### Given instruction
How many lines of the material contain the string "pants"? Reply with the number alone.

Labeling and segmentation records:
================================

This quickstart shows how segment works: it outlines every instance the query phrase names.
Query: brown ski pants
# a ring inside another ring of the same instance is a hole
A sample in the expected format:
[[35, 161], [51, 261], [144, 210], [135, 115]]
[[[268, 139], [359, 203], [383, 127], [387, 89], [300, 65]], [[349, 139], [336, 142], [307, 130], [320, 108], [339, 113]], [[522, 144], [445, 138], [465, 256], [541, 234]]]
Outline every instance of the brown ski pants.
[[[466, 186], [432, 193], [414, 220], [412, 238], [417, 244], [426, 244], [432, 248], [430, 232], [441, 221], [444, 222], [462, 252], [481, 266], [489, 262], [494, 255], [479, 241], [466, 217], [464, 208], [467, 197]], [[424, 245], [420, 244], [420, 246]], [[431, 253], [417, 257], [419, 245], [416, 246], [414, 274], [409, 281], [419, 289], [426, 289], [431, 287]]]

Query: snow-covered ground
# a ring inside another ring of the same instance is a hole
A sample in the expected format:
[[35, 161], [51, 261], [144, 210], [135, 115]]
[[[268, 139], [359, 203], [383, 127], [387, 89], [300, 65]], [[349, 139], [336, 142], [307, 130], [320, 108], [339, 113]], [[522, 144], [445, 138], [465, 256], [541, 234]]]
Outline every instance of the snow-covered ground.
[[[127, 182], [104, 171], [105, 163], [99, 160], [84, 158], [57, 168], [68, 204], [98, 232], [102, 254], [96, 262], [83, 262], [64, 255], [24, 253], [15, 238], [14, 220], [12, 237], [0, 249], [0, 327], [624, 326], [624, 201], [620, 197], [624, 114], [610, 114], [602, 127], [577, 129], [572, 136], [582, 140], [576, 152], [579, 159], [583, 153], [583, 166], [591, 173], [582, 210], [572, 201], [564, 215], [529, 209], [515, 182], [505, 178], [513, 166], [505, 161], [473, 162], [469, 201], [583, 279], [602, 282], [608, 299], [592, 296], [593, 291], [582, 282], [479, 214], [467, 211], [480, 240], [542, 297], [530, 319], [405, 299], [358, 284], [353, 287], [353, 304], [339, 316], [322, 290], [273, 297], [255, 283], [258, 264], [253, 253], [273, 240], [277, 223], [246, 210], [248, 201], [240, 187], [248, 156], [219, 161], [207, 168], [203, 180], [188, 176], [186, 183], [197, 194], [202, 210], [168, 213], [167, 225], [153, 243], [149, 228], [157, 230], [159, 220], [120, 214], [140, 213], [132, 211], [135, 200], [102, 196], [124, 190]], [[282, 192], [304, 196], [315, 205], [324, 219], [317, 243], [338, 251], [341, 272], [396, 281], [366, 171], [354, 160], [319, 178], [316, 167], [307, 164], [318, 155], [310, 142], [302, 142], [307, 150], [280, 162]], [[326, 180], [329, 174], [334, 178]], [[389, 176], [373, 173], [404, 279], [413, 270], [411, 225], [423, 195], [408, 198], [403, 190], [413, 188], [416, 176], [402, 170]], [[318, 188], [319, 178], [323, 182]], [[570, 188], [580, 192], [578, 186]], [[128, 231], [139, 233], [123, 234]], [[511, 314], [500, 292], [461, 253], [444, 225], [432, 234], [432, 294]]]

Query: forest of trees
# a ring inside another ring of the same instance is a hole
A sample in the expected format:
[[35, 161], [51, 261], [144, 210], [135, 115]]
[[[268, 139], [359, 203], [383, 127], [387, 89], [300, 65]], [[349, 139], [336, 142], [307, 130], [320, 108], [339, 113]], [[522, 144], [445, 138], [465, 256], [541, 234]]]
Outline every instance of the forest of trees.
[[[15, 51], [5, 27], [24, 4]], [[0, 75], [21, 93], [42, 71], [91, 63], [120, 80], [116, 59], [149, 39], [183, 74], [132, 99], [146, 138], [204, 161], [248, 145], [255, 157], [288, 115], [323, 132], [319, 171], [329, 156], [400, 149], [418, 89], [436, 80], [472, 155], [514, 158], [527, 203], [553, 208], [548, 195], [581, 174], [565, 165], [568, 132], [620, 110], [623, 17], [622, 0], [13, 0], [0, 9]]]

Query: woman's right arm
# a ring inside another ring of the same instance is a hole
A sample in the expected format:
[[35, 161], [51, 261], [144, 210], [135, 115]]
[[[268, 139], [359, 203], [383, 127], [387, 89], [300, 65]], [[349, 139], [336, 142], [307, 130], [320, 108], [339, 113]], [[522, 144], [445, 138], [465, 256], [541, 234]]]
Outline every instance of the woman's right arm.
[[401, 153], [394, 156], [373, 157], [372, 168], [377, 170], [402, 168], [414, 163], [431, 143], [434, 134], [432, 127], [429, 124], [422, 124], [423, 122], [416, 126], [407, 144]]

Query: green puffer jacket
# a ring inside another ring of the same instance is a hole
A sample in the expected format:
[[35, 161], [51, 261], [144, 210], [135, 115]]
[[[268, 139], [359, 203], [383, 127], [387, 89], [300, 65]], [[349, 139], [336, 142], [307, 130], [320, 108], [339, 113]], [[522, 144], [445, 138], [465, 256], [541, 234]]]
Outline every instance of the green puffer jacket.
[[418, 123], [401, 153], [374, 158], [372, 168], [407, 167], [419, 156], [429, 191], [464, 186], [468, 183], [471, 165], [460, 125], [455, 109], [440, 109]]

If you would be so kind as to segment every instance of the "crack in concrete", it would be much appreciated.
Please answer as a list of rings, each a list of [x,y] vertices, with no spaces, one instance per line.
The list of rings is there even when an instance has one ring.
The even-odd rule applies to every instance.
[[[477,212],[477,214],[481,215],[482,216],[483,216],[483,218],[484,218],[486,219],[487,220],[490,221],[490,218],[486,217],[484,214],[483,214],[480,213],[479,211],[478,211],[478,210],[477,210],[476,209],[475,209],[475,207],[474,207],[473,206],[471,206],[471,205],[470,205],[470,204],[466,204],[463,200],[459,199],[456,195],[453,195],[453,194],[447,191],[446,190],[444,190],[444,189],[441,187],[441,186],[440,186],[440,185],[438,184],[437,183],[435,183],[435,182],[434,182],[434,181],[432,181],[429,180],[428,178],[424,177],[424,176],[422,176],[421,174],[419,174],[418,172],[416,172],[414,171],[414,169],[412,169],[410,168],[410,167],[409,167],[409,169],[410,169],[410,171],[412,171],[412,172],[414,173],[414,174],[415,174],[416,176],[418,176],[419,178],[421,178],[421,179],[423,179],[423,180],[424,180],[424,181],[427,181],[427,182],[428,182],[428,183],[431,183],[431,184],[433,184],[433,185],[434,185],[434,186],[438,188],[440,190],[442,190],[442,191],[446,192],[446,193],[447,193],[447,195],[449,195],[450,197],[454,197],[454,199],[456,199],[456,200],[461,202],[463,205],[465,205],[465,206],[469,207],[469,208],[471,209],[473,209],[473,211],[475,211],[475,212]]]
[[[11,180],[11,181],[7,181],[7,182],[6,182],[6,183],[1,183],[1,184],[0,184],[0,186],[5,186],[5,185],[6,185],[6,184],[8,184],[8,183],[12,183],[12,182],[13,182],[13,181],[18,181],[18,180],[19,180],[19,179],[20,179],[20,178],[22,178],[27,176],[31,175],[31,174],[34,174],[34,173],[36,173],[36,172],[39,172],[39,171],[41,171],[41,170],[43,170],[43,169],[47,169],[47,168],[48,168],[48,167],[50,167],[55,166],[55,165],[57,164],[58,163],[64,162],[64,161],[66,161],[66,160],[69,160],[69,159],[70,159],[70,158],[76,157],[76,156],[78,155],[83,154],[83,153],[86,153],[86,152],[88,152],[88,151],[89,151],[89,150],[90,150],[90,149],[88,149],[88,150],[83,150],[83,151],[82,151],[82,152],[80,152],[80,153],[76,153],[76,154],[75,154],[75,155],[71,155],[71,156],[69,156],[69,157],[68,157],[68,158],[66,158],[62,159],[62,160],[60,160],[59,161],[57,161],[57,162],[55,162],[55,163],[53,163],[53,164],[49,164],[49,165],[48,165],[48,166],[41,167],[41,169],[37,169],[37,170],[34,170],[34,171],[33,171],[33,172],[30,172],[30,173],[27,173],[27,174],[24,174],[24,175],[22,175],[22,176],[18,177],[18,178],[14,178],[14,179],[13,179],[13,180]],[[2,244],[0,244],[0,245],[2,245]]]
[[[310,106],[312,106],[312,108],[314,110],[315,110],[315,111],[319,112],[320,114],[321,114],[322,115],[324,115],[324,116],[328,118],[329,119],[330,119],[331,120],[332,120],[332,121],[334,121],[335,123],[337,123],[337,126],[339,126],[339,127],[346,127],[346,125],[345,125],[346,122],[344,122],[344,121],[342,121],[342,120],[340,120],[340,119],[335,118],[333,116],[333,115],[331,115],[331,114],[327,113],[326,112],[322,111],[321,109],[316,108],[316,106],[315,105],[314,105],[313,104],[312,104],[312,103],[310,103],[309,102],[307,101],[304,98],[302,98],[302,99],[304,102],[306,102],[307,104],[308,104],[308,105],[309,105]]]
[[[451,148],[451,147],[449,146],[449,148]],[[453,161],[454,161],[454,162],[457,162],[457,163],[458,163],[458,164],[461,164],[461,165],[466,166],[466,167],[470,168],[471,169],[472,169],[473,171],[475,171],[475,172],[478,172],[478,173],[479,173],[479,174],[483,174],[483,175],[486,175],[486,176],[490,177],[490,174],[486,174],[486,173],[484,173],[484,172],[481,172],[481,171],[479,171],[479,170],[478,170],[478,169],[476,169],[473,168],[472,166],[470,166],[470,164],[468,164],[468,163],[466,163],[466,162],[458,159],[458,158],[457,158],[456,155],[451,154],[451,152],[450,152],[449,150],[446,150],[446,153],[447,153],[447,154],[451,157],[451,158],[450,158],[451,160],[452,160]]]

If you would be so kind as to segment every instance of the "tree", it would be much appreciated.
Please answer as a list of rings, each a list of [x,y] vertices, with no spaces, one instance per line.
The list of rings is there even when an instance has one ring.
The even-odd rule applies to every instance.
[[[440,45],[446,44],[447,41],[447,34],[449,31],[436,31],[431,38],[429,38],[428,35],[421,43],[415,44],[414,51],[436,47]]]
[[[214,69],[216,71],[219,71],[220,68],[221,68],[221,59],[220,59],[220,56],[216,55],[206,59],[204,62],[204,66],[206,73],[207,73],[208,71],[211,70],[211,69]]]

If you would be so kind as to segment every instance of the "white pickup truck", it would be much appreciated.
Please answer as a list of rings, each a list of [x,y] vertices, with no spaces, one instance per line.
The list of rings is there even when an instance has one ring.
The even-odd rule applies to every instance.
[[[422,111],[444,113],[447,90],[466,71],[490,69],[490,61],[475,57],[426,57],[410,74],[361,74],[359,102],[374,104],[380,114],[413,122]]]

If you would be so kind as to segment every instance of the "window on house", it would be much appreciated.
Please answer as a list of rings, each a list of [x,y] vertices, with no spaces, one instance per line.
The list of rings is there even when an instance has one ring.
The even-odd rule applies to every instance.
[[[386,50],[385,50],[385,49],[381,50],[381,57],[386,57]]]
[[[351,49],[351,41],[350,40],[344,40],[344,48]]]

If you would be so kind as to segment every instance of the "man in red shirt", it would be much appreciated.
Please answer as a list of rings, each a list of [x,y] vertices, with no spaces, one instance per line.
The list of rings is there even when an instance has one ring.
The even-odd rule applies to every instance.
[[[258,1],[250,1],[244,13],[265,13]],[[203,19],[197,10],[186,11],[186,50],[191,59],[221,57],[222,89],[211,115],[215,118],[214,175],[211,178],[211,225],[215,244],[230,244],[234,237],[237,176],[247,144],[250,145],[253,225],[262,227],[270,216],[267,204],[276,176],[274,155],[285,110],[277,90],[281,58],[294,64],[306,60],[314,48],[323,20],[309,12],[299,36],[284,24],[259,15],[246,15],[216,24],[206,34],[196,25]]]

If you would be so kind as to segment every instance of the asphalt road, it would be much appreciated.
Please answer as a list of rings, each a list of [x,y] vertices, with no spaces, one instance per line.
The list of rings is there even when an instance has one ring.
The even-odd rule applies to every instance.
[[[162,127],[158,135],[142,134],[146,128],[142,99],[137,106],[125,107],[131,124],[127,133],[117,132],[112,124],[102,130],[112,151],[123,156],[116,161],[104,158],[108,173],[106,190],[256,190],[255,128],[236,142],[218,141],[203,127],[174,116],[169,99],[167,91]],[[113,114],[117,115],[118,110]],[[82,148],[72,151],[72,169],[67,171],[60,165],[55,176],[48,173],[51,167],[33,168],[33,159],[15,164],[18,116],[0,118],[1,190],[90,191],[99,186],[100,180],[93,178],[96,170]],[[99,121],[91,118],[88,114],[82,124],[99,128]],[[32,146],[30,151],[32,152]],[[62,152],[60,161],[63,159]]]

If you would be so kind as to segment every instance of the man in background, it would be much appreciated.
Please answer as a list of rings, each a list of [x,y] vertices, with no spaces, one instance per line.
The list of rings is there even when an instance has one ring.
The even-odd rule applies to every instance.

================================

### Full response
2